* **Предоставленный отрывок**:
________________________________________

После краха диктатуры центральной оказывается следующая проблема: согласятся ли политические силы на существование институтов, допускающих открытую, пусть даже ограниченную, конкуренцию? И способны ли такие институты обеспечить спонтанное подчинение; т. е. подчиняя свои интересы не предрешенному заранее исходу соперничества и готовые согласиться с его результатами, способны ли они привлечь политические силы в качестве участников демократического процесса?

Заметим, что конфликты, имеющие место в периоды переходов к демократии, часто происходят на двух фронтах: 1) между противниками и сторонниками авторитарного режима и 2) между самими протодемократическими деятелями за лучшие шансы в условиях будущей демократии. Образ демократии как борьбы общества против государства – полезный вымысел, лозунг, объединяющий противостоящие авторитарному режиму силы. Но общество разделено по многим основаниям, и самая суть демократии заключается в конкуренции политических сил, имеющих противоположные интересы. Эта ситуация создает дилемму: чтобы прийти к демократии, антиавторитарные силы должны объединиться в борьбе против авторитаризма, но чтобы победить в условиях демократии, они должны соперничать друг с другом. Поэтому борьба за демократию всегда ведется на два фронта: против авторитарного режима за демократию и против союзников за лучшее положение при будущей демократии.

________________________________________

* **Исходные записи**:
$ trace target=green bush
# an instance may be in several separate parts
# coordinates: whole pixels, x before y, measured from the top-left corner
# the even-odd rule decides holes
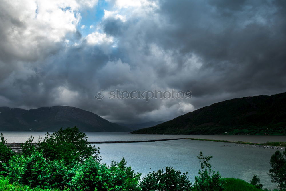
[[[233,178],[224,179],[225,191],[262,191],[255,186],[240,179]]]
[[[212,169],[208,162],[212,156],[204,156],[201,152],[197,157],[200,160],[201,170],[199,176],[195,177],[194,186],[198,190],[223,190],[224,181],[219,173]]]
[[[3,134],[1,134],[0,136],[0,172],[4,170],[5,164],[8,161],[10,158],[15,155],[15,153],[12,151],[5,140]]]
[[[5,191],[59,191],[59,190],[45,189],[40,188],[32,188],[27,185],[19,185],[16,183],[10,184],[7,178],[0,176],[0,190]],[[68,190],[65,190],[68,191]]]
[[[165,172],[160,169],[149,172],[143,178],[140,186],[143,191],[190,190],[192,183],[188,180],[187,174],[187,172],[182,174],[179,170],[167,167]]]
[[[140,190],[141,174],[134,173],[126,165],[124,158],[119,163],[112,161],[110,167],[90,158],[76,169],[69,185],[77,190]]]
[[[268,175],[271,182],[277,184],[280,191],[286,190],[286,151],[282,153],[276,151],[271,157],[270,164],[272,168]]]
[[[260,183],[260,179],[255,174],[251,179],[250,184],[254,185],[257,188],[262,188],[262,184]]]
[[[63,161],[48,160],[38,151],[29,156],[13,156],[6,166],[5,169],[13,182],[43,188],[63,188],[66,184],[67,169]]]
[[[43,140],[39,138],[37,149],[42,151],[46,158],[63,159],[67,164],[82,162],[91,157],[99,158],[99,147],[92,146],[87,142],[88,138],[76,126],[61,128],[51,134],[47,133]]]

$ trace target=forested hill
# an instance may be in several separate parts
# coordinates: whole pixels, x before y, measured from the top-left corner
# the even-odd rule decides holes
[[[133,133],[286,135],[286,92],[214,104]]]
[[[53,131],[76,125],[81,131],[130,131],[90,112],[57,106],[26,110],[0,107],[0,131]]]

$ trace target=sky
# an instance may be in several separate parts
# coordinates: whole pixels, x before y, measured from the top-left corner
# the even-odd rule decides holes
[[[131,123],[285,92],[285,19],[283,0],[0,0],[0,106]],[[116,89],[192,98],[109,98]]]

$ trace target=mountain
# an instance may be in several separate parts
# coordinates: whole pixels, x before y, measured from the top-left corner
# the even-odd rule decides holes
[[[286,92],[214,104],[132,133],[286,135]]]
[[[122,126],[127,127],[132,130],[135,130],[144,128],[147,128],[147,127],[152,127],[158,125],[158,124],[164,122],[164,121],[148,121],[142,123],[134,123],[130,124],[126,124],[123,123],[118,124]]]
[[[0,130],[53,131],[76,126],[82,131],[130,131],[90,112],[57,106],[29,110],[0,107]]]

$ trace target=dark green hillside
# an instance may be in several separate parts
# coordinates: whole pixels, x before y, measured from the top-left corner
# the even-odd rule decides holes
[[[286,135],[286,93],[227,100],[132,133]]]
[[[130,131],[97,115],[77,108],[57,106],[29,110],[0,107],[0,130],[51,131],[76,125],[83,131]]]

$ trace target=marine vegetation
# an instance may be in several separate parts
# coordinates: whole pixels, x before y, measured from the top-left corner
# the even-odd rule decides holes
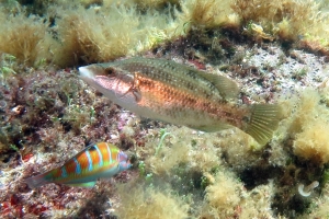
[[[1,1],[0,218],[328,218],[328,5]]]

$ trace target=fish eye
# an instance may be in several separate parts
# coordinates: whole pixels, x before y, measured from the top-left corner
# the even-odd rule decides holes
[[[112,67],[105,68],[105,76],[114,76],[115,74],[115,69]]]

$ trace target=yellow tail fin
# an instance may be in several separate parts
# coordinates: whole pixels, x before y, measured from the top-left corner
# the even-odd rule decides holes
[[[272,138],[280,122],[280,106],[273,104],[256,104],[251,107],[251,116],[245,131],[257,142],[264,146]]]

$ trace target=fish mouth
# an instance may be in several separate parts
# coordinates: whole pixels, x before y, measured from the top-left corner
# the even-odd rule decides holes
[[[88,68],[88,66],[82,66],[78,68],[80,74],[79,77],[82,79],[92,79],[94,78],[94,73]]]

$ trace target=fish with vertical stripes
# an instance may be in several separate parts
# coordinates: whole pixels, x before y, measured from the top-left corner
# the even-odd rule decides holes
[[[111,177],[132,166],[127,154],[116,146],[99,142],[87,147],[61,166],[24,180],[34,188],[47,183],[92,187],[98,178]]]
[[[203,131],[237,127],[265,145],[280,122],[276,104],[232,101],[237,84],[224,76],[164,59],[128,58],[79,68],[80,78],[139,116]]]

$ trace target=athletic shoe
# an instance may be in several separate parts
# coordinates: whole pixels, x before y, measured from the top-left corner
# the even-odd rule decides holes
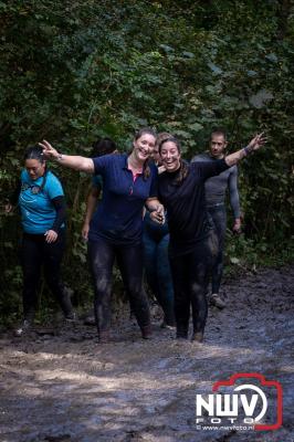
[[[168,323],[164,319],[162,323],[160,324],[160,328],[167,328],[168,330],[175,330],[175,329],[176,329],[176,325],[168,324]]]
[[[150,325],[146,325],[145,327],[140,327],[140,332],[141,332],[143,339],[151,339],[153,332],[151,332],[151,326]]]
[[[218,294],[213,294],[210,297],[210,304],[222,309],[227,306],[225,302]]]

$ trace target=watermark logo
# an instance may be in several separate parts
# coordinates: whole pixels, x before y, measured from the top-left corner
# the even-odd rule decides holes
[[[277,430],[282,425],[283,390],[260,373],[235,373],[196,394],[198,430]]]

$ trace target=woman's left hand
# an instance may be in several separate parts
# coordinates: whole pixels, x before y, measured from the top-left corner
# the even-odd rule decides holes
[[[50,244],[52,242],[55,242],[59,234],[54,230],[48,230],[44,235],[46,236],[45,241]]]
[[[264,145],[264,143],[266,143],[266,137],[264,137],[263,133],[261,133],[255,135],[255,137],[251,139],[248,148],[250,150],[259,150]]]

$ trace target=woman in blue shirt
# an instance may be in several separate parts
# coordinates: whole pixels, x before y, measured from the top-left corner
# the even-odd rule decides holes
[[[91,221],[88,257],[94,280],[94,311],[99,341],[107,341],[111,327],[112,274],[115,259],[126,292],[141,330],[150,336],[150,313],[143,280],[143,208],[157,211],[164,220],[164,208],[157,200],[157,169],[148,165],[156,143],[150,128],[139,130],[130,155],[106,155],[98,158],[62,155],[48,141],[40,144],[45,156],[60,165],[103,177],[103,198]]]
[[[24,155],[19,207],[23,228],[21,264],[23,270],[23,323],[15,329],[21,336],[34,320],[36,288],[44,266],[45,281],[67,319],[74,312],[60,278],[65,246],[65,199],[60,180],[46,169],[42,148],[31,147]]]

________________________________________

* **Цель задания**:
Какой образ демократии в отрывке о переходах к демократии назван полезным вымыслом? Записи для работы не понадобятся.

* **Ответ**:
Образ демократии как борьбы общества против государства.